WHAT THE EXERCISE ASKS: Please copy out the records that follow, word for word.

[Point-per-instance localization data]
- - - - -

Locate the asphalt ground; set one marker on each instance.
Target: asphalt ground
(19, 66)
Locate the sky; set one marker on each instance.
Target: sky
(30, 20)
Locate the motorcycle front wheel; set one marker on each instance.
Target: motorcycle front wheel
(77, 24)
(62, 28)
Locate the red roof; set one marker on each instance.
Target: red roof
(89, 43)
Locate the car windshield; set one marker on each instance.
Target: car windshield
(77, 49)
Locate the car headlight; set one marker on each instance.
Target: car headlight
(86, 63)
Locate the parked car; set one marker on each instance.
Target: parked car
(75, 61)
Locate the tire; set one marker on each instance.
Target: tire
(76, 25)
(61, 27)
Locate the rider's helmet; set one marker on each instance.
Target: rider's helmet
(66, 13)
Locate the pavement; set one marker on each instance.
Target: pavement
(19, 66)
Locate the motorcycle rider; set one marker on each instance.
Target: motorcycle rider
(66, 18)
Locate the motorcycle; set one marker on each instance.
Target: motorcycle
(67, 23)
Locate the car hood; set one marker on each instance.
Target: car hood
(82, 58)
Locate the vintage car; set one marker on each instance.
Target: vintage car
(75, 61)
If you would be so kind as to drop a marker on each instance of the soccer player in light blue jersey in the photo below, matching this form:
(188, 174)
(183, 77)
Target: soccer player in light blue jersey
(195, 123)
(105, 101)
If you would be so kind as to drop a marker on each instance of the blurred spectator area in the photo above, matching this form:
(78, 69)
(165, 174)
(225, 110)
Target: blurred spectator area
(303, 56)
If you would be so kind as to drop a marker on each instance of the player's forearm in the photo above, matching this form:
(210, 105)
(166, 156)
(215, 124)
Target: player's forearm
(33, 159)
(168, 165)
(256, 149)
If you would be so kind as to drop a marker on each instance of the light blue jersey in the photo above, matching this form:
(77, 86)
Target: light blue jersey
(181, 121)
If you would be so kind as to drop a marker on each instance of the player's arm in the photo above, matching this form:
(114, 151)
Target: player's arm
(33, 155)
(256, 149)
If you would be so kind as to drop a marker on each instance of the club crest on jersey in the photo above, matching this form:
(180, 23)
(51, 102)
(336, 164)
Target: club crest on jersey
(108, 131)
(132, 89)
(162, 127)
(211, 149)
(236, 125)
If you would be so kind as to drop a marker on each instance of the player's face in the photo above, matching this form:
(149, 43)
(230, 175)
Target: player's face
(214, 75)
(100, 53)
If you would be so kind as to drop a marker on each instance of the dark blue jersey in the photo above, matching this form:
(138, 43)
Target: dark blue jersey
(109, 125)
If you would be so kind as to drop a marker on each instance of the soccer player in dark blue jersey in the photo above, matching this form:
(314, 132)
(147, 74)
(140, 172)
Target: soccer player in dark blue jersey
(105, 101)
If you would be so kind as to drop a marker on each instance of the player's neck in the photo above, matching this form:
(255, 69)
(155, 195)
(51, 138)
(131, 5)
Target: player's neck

- - - - -

ANSWER TO THIS PROBLEM:
Locate the asphalt ground; set one marker on each instance.
Target: asphalt ground
(19, 66)
Locate the sky; set one marker on each instance.
Target: sky
(30, 20)
Locate the motorcycle front wheel; set one marker on each instance.
Target: motorcycle front wheel
(77, 24)
(62, 28)
Locate the red roof; set one marker on each instance.
Target: red roof
(89, 43)
Locate the car windshield; set one marker on each instance.
Target: car windshield
(77, 49)
Locate the car headlight; set one marker on each instance.
Target: car headlight
(86, 63)
Locate the parked car; set one marker on each instance.
Target: parked car
(75, 61)
Locate the tire; set one marker on each instance.
Target: tire
(76, 25)
(61, 27)
Locate the rider's helmet; set one marker on each instance.
Target: rider's helmet
(66, 13)
Locate the pavement; set one marker on each instance.
Target: pavement
(19, 66)
Locate the motorcycle rider; set one marker on each instance.
Target: motorcycle rider
(66, 18)
Locate the motorcycle; set one marker on each instance.
Target: motorcycle
(67, 23)
Locate the car hood; set one marker on each instance.
Target: car hood
(82, 58)
Locate the vintage car; set one marker on each instance.
Target: vintage car
(75, 61)
If you would be so kind as to drop a marker on each instance of the soccer player in light blue jersey in the photo below, matching this form:
(188, 174)
(183, 77)
Target: soccer player in light blue jersey
(195, 123)
(105, 101)
If you would be so kind as to drop a marker on each instance of the blurred spectator area in the photo above, matching this form:
(78, 69)
(165, 174)
(225, 110)
Target: blurred spectator area
(303, 56)
If you would be so kind as to drop a marker on each instance of the player's forearm in the photo above, matching this form:
(210, 105)
(166, 156)
(215, 124)
Target: player's forearm
(33, 159)
(168, 165)
(256, 149)
If you would be so kind as to drop a marker on each instance of the light blue jersey in the photo above, matching this form:
(77, 86)
Target: light blue jersey
(181, 121)
If you would be so kind as to drop a marker on each instance of the player's arm in the photo above, matching this form:
(114, 151)
Target: player's arm
(33, 155)
(256, 149)
If you would be so kind as to drop a marker on each instance of the club crest on jersey in the photo above, matching this form:
(180, 23)
(51, 102)
(336, 164)
Target: club crest on jersey
(108, 131)
(132, 89)
(162, 127)
(211, 149)
(236, 125)
If you would be so kind as to drop a marker on each instance of the player's face in the photo above, matching this form:
(149, 43)
(230, 175)
Target: player's face
(214, 75)
(100, 53)
If you would be so kind as to drop a marker on each instance of the dark blue jersey in the photo above, matching this form:
(138, 43)
Target: dark blue jersey
(109, 125)
If you would be so kind as to drop a marker on each instance of the soccer player in dark blue jersey in the photo above, matching this form:
(314, 132)
(147, 74)
(140, 172)
Target: soccer player in dark blue jersey
(105, 101)
If you would be so kind as to drop a marker on each instance of the player's neck in the photo above, matching this form:
(255, 69)
(155, 195)
(51, 138)
(131, 5)
Target: player's neck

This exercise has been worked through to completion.